TEKSTBLOK
•••••
LATEN WE EINDELIJK EEN ECHTE DEMOCRATIE OPBOUWEN

Illustré par :

Zo’n 200 jaar lang is ons het kiesstelsel voorgehouden als het toppunt van democratie, zozeer zelfs dat wij ons niet meer kunnen voorstellen dat een ander systeem beter zou kunnen werken in het belang van de hele bevolking.
Wanneer men echter de moeite neemt om over deze kwestie na te denken, komt men tot de conclusie dat wij wel degelijk in een electief systeem zitten, maar dat het niet democratisch is. Ons regime is een oligarchie (geregeerd door een heersende klasse). Het is zelfs een plutocratie. De rijken dicteren hun wetten op het hoogste niveau, via de lobby’s die zij financieren.

Wanneer men het functioneren van onze regimes bekijkt, kan men alleen maar tot de conclusie komen dat het meerpartijenstelsel met verkiezingen structureel niet democratisch kan zijn. Dit is geen nieuw feit. Zoals David Van Reybouck in Tegende verkiezingen opmerkt, werd voor dit regime gekozen omwille van zijn aristocratisch karakter, waardoor een aantal voorrechten van het oude regime konden worden gevrijwaard. Vandaag beschermt het de financiële oligarchie.

Veel politici hebben onbetwistbare morele kwaliteiten en een echte bereidheid om de gemeenschap te dienen. Het is de structuur van het kiesstelsel zelf die verhindert dat het in het belang van alle burgers functioneert. Ik heb tien factoren geïdentificeerd die deze situatie veroorzaken.

De verkiezingskalender bepaalt de prioriteiten. In alle omstandigheden is het hoofddoel van partijen, kandidaten en verkozenen macht. Dit is volkomen legitiem. Zonder gekozen te zijn, is het onmogelijk een politiek programma te verdedigen en uit te voeren. Het enige wat de oppositie kan doen is praten. Camerons belofte van een referendum over het EU-lidmaatschap is slechts één voorbeeld van de aberraties waartoe deze electorale imperatief kan leiden.

Ongeacht zijn intellectuele capaciteiten, zijn opleiding en zelfs zijn politiek engagement, heeft de kiezer geen enkele mogelijkheid om rationeel te stemmen. De meeste kiezers zullen zeggen dat zij weloverwogen, onafhankelijk en volledig geïnformeerd hun stem uitbrengen. Dit is een volmaakt aanmatigende uitspraak en ik zou zeggen dat alleen degenen die weigeren te stemmen gelijk hebben. De tweede akte van de Brexit, het referendum, is een meesterlijke illustratie van deze tweede fatale fout in ons bestuursmodel. De kiezers kozen niet voor een vertrek uit de EU op basis van vaststaande feiten, maar op basis van geruchten of soms misleidende propaganda. Men zou zich kunnen voorstellen dat deze stemming wordt gerechtvaardigd door een eenvoudige en objectieve verklaring zoals: « de EU is te groot om naar behoren te functioneren », een mening die ik deel. In feite vloeide het zowel voor de ja- als voor de nee-stemmers voort uit een totale subjectiviteit die hoogstens verband hield met de vage indruk dat het mogelijk zou zijn beter te leven hetzij door blank te stemmen, hetzij door zwart te stemmen.
•••••
GEGEVENS
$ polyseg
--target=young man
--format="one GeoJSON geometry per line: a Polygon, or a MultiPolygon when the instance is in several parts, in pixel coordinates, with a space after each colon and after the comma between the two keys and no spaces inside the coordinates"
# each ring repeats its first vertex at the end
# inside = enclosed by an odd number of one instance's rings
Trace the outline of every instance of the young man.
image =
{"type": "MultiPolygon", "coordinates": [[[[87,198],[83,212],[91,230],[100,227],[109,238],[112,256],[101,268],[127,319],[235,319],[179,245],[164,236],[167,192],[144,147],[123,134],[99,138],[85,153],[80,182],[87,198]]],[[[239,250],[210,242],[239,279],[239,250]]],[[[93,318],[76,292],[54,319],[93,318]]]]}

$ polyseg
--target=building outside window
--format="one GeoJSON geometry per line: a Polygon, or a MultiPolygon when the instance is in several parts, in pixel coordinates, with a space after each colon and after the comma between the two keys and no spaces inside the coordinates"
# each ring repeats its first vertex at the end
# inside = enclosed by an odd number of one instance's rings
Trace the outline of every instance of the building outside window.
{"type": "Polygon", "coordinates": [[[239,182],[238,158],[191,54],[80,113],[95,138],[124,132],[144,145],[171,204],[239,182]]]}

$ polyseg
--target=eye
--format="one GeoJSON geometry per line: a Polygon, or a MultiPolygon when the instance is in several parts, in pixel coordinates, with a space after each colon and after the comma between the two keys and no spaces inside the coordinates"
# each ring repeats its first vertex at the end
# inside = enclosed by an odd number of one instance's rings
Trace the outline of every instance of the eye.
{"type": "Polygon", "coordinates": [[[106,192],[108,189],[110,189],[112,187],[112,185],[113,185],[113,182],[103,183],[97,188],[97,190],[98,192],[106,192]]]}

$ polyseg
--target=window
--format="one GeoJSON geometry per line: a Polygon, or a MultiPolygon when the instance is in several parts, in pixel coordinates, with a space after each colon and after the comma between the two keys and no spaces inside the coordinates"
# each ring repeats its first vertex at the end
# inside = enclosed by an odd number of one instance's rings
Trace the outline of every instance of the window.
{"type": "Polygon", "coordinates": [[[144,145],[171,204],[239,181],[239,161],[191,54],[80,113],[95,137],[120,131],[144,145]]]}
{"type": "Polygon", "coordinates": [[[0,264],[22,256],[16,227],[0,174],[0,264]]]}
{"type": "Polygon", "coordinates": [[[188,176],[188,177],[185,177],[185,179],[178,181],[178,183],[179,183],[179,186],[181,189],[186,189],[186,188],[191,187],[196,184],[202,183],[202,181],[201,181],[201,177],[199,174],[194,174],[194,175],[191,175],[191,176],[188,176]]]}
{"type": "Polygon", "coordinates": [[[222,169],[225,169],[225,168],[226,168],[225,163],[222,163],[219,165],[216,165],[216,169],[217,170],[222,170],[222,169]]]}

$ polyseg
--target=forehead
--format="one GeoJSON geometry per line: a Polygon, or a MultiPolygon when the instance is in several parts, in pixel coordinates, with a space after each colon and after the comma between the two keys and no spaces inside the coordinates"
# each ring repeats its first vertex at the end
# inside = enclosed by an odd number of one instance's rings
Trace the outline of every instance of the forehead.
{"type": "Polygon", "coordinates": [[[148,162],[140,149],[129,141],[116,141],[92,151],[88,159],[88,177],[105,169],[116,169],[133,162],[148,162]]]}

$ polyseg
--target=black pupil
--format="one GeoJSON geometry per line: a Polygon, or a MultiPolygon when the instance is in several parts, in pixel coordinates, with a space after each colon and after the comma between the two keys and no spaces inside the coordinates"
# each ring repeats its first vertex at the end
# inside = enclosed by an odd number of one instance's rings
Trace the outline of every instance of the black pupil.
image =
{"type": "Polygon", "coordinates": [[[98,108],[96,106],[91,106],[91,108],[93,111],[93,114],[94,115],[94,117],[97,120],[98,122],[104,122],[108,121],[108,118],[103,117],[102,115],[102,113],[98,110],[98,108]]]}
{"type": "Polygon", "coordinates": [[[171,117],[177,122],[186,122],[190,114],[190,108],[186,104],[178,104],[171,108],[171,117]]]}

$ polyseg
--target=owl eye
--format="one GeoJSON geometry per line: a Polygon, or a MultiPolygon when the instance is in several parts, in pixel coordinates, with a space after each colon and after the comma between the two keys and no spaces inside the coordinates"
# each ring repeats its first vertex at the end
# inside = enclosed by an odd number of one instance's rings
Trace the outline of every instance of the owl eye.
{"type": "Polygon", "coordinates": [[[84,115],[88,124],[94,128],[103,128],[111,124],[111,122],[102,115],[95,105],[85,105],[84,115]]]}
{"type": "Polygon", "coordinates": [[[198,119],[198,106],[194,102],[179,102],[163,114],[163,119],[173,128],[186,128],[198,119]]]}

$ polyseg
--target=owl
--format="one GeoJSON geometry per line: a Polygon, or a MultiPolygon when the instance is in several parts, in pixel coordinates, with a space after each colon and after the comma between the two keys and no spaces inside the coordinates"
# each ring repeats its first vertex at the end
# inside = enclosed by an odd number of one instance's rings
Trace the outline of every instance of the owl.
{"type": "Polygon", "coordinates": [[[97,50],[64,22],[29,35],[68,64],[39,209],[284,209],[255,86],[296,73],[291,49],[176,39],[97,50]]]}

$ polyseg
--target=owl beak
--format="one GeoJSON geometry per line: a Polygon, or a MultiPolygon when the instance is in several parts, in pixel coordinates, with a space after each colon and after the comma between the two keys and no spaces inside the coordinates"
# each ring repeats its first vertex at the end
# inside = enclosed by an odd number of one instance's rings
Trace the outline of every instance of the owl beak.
•••••
OPDRACHT
Schrijf uit de tekst over het kiesstelsel het stuk over van "LATEN WE EINDELIJK" tot en met "die zij financieren.". De regels hoef je niet te gebruiken.

OPLOSSING
LATEN WE EINDELIJK EEN ECHTE DEMOCRATIE OPBOUWEN

Illustré par :

Zo’n 200 jaar lang is ons het kiesstelsel voorgehouden als het toppunt van democratie, zozeer zelfs dat wij ons niet meer kunnen voorstellen dat een ander systeem beter zou kunnen werken in het belang van de hele bevolking.
Wanneer men echter de moeite neemt om over deze kwestie na te denken, komt men tot de conclusie dat wij wel degelijk in een electief systeem zitten, maar dat het niet democratisch is. Ons regime is een oligarchie (geregeerd door een heersende klasse). Het is zelfs een plutocratie. De rijken dicteren hun wetten op het hoogste niveau, via de lobby’s die zij financieren.